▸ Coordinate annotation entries
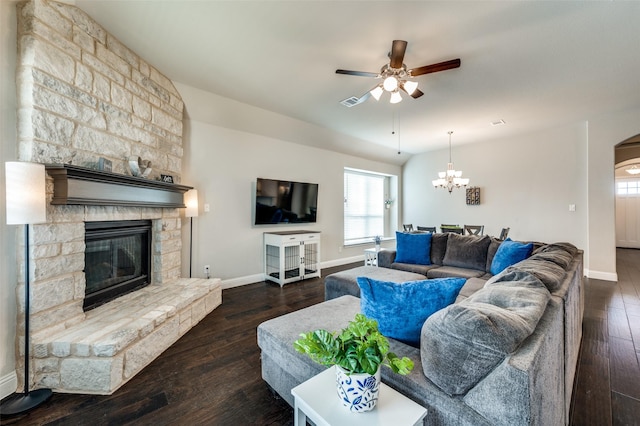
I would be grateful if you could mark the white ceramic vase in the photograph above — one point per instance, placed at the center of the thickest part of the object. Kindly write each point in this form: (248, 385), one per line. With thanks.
(358, 391)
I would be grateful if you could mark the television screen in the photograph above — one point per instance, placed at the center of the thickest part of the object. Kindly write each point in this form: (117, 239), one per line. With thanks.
(283, 201)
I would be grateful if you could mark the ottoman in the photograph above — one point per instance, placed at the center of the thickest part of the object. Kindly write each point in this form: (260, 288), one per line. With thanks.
(345, 283)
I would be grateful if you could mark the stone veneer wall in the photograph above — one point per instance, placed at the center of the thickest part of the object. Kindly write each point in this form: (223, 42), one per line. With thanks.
(83, 95)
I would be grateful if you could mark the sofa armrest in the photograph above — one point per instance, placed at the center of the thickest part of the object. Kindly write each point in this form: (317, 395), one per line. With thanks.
(386, 258)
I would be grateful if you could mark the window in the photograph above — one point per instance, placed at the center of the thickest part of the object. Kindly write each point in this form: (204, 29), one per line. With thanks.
(364, 205)
(628, 187)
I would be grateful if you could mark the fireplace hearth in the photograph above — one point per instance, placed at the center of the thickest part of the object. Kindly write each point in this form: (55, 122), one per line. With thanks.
(117, 259)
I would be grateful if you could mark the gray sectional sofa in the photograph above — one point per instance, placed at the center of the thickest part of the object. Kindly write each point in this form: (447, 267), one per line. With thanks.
(505, 353)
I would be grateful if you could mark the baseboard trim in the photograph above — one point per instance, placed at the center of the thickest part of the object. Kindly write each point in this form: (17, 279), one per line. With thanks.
(342, 261)
(599, 275)
(8, 384)
(240, 281)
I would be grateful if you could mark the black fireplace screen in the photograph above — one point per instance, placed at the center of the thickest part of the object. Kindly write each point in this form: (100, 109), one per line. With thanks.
(117, 259)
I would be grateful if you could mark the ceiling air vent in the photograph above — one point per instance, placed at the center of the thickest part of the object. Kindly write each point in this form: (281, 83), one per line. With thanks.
(349, 102)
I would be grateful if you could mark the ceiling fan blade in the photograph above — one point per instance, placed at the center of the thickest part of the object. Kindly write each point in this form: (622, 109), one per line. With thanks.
(397, 53)
(353, 101)
(416, 93)
(442, 66)
(358, 73)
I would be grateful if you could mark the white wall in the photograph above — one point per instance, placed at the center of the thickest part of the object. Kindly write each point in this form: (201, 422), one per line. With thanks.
(223, 164)
(8, 147)
(526, 183)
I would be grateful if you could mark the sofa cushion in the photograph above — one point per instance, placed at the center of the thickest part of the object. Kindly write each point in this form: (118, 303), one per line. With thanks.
(509, 253)
(346, 282)
(568, 247)
(549, 273)
(470, 287)
(401, 309)
(467, 251)
(452, 271)
(439, 247)
(411, 267)
(559, 253)
(462, 343)
(413, 248)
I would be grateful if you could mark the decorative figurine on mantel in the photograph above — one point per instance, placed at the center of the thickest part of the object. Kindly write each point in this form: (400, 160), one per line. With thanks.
(139, 167)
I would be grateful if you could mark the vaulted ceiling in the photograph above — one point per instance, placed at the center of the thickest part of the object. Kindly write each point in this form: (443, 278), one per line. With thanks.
(533, 64)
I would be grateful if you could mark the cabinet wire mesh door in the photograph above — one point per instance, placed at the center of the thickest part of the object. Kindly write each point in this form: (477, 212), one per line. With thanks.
(310, 258)
(292, 261)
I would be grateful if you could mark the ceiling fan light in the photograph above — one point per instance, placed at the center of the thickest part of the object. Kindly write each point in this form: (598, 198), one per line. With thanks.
(376, 92)
(410, 86)
(390, 84)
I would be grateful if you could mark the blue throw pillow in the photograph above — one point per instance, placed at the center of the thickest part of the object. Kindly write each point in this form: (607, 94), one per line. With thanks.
(413, 248)
(509, 253)
(402, 308)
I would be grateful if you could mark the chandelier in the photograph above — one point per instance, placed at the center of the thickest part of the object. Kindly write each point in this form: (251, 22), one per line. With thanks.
(451, 178)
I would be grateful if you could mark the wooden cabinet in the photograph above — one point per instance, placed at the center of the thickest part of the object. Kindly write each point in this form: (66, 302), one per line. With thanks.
(291, 256)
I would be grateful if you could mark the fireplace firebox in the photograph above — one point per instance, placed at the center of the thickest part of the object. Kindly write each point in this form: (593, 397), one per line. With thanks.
(117, 259)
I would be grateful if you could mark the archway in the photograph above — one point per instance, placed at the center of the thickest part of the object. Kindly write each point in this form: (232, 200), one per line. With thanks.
(627, 193)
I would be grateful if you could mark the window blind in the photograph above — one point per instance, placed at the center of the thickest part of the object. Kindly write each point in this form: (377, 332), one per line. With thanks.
(363, 206)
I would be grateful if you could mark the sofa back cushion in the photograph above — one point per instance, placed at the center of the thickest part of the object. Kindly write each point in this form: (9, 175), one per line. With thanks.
(467, 251)
(413, 248)
(491, 252)
(402, 308)
(509, 253)
(462, 343)
(439, 247)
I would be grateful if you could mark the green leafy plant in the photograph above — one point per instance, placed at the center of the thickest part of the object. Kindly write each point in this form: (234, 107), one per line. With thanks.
(358, 348)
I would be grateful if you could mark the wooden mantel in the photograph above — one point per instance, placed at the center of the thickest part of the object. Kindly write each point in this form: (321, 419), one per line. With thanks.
(82, 186)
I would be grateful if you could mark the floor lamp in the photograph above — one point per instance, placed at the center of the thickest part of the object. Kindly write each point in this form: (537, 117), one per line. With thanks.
(26, 204)
(191, 201)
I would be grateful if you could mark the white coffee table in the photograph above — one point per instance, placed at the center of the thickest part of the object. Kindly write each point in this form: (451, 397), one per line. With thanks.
(317, 399)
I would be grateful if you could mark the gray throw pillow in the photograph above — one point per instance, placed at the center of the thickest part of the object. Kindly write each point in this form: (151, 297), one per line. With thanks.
(467, 251)
(464, 342)
(491, 252)
(438, 247)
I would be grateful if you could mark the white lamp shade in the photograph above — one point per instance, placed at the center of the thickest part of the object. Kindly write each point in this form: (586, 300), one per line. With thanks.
(191, 201)
(26, 193)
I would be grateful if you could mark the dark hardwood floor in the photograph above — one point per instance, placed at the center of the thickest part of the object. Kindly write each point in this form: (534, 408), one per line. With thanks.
(211, 376)
(607, 388)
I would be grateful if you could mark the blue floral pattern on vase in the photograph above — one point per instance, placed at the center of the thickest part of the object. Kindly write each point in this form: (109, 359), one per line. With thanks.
(358, 392)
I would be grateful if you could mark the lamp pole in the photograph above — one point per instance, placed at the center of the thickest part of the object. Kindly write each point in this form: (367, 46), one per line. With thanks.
(26, 203)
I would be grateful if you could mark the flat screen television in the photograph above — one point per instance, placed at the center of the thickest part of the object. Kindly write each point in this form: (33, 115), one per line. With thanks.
(284, 201)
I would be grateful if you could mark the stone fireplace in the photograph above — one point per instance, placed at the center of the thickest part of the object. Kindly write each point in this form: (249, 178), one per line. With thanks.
(83, 96)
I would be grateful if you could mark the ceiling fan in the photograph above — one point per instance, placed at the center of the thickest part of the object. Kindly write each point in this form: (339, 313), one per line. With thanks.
(395, 76)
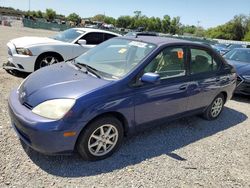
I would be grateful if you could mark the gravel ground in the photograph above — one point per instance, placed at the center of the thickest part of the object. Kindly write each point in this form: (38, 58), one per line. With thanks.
(190, 152)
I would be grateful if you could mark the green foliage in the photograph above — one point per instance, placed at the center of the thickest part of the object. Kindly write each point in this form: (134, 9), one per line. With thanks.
(232, 30)
(247, 36)
(74, 17)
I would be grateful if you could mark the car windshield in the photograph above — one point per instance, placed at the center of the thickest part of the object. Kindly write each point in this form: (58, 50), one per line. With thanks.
(116, 57)
(68, 35)
(238, 55)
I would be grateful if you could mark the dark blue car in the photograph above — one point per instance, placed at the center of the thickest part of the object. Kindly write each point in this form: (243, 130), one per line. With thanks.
(240, 59)
(116, 89)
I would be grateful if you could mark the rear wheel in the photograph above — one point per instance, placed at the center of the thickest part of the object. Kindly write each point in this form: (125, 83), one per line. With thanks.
(215, 108)
(100, 139)
(47, 60)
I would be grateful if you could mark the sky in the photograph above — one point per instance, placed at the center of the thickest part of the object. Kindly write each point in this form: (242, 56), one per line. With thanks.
(208, 13)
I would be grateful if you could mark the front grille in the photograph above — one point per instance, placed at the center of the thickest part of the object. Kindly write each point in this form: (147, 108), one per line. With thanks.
(9, 52)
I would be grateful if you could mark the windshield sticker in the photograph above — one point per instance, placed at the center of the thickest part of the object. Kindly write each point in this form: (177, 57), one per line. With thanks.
(122, 50)
(138, 44)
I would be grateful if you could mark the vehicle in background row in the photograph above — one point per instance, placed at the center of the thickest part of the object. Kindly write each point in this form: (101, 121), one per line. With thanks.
(28, 54)
(224, 48)
(134, 34)
(240, 59)
(220, 48)
(117, 88)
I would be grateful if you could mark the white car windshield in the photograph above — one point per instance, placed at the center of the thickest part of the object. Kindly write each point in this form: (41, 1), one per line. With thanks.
(68, 35)
(116, 57)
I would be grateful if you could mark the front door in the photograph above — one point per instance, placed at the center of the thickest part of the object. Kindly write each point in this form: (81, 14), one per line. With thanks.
(168, 97)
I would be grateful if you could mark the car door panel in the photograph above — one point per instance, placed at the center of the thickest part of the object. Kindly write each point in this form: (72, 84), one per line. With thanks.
(160, 101)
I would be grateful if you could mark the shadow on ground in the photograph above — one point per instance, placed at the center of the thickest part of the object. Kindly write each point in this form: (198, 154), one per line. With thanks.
(162, 140)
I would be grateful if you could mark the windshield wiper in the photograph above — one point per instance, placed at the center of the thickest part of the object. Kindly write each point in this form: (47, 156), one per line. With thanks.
(87, 68)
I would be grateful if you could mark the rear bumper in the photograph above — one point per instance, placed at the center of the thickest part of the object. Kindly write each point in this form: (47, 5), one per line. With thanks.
(41, 134)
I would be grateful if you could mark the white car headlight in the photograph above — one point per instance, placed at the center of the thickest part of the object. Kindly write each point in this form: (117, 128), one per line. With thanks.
(54, 109)
(24, 51)
(247, 77)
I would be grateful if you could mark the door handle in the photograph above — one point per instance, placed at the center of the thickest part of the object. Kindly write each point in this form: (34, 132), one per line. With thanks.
(183, 87)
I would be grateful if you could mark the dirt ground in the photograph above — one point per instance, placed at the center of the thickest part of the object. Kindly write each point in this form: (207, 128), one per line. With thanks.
(189, 152)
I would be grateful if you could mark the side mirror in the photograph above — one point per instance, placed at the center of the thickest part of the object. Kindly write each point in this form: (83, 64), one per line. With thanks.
(82, 42)
(150, 77)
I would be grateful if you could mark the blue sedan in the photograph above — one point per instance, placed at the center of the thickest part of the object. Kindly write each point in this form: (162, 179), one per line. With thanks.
(240, 59)
(117, 88)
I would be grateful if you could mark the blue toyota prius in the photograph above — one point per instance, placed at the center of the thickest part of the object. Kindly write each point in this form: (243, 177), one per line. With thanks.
(115, 89)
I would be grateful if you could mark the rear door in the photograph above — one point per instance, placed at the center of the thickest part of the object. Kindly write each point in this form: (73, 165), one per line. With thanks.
(204, 77)
(169, 96)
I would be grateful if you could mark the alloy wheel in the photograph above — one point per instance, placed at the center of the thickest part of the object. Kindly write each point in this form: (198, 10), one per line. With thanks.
(216, 107)
(103, 140)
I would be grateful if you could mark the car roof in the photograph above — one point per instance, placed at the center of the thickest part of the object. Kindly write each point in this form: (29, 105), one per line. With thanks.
(163, 40)
(95, 30)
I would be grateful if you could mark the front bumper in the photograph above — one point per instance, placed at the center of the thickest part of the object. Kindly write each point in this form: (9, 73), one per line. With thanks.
(41, 134)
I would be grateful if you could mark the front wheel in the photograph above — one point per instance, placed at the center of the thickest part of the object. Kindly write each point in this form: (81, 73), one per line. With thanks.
(100, 139)
(215, 108)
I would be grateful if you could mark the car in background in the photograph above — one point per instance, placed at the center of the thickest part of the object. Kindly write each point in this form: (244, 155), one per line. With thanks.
(119, 87)
(135, 33)
(220, 48)
(28, 54)
(240, 59)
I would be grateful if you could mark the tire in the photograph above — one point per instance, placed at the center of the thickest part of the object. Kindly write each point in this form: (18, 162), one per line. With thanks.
(47, 59)
(215, 108)
(98, 135)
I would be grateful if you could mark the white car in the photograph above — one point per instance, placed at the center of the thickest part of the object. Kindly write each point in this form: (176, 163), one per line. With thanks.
(28, 54)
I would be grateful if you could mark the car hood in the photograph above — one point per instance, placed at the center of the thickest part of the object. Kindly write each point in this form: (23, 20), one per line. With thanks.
(61, 80)
(241, 67)
(30, 41)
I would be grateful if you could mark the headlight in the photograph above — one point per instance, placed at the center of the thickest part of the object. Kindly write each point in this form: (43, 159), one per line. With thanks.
(18, 89)
(24, 51)
(54, 109)
(247, 77)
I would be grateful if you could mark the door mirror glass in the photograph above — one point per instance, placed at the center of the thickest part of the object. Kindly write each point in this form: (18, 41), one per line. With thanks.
(82, 42)
(150, 77)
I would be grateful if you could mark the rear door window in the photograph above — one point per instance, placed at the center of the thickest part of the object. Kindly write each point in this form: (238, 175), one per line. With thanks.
(202, 61)
(169, 63)
(108, 36)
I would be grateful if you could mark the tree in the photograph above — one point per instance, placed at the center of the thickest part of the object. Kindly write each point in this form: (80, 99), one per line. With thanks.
(99, 18)
(50, 14)
(175, 25)
(166, 24)
(39, 14)
(137, 14)
(247, 36)
(189, 29)
(74, 18)
(124, 22)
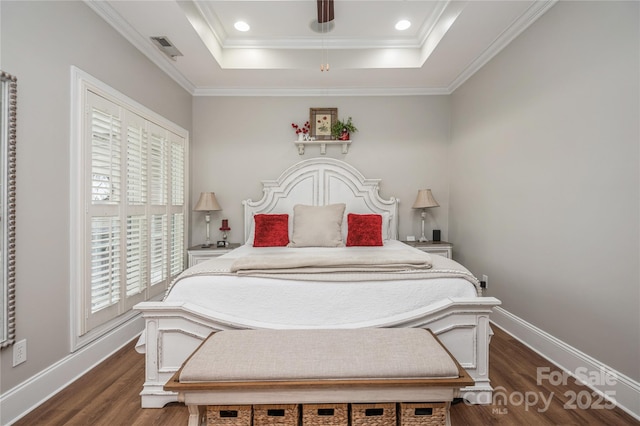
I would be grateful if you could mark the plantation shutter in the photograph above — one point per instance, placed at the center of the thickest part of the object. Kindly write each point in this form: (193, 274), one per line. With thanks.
(105, 169)
(135, 209)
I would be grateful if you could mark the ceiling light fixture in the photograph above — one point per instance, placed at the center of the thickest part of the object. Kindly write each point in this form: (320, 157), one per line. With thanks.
(402, 25)
(242, 26)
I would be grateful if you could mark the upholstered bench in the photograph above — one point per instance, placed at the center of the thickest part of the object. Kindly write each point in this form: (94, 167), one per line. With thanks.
(371, 365)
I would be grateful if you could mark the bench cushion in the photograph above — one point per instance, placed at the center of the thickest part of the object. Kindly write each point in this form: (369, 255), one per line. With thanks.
(285, 355)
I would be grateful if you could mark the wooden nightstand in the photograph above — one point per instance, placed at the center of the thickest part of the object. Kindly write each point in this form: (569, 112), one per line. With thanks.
(199, 254)
(442, 248)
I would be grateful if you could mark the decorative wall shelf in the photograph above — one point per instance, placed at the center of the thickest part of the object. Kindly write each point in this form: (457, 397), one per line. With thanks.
(323, 145)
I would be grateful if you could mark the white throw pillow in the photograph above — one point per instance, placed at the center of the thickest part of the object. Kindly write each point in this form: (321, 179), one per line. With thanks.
(317, 226)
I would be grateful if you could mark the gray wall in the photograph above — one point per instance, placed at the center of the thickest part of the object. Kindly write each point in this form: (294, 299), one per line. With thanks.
(239, 141)
(40, 41)
(544, 178)
(538, 151)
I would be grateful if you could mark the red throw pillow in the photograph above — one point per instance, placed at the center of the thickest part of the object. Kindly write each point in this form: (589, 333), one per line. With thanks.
(271, 230)
(364, 230)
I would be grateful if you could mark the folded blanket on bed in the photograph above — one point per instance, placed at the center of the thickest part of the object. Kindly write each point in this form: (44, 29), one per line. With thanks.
(364, 261)
(364, 266)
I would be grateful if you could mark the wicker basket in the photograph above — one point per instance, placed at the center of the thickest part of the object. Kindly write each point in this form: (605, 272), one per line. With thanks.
(229, 415)
(325, 415)
(373, 414)
(276, 415)
(423, 413)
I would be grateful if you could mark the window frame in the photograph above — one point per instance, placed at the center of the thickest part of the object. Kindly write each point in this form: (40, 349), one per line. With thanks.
(82, 84)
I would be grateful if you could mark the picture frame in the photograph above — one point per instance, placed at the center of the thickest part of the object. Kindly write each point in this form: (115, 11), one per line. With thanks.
(321, 120)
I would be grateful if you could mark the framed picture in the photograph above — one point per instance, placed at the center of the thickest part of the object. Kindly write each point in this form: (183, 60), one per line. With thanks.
(321, 120)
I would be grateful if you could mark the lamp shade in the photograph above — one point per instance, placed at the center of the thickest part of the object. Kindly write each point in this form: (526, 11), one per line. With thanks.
(425, 199)
(207, 202)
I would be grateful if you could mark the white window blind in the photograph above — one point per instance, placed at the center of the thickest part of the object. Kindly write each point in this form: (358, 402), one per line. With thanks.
(132, 205)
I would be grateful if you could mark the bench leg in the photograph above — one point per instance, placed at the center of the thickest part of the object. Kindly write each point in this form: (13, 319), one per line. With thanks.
(196, 415)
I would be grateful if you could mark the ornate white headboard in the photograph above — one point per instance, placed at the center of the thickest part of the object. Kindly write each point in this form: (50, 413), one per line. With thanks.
(318, 182)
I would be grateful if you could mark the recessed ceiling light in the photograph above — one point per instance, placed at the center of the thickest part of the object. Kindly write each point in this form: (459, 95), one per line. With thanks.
(241, 26)
(403, 25)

▸ BRIEF
Extract, exactly, the lines above that begin at the line containing "I would be grateful if you could mark the white window" and end at the final line of the records; add no other text.

▸ COMPLETE OUTPUT
I would be grateful if you could mark the white window blind in the photograph above — one point per instance, placed at the center of the thickest part of the object. Kindly write each point in this form: (358, 402), one per line. With thanks.
(132, 205)
I would be grateful if you could mark the bench leg in the photograph above — one point per instance, placed at the center of the thickest part of the object. Kindly write each point in this form: (13, 319), one per line. With thanks.
(196, 415)
I would be grateful if you could mark the ornate white headboard in the photograph above — one point per instance, placed at the center of the thickest part of the object. Kindly write each point in this form: (50, 413), one per line. With thanks.
(318, 182)
I would be grateful if you could mark the recessed ceiling light in the photograph above — one point per instance, placed at the center of the thickest part of the object. Kindly write each point in this form: (459, 95), one per line. With thanks.
(241, 26)
(403, 25)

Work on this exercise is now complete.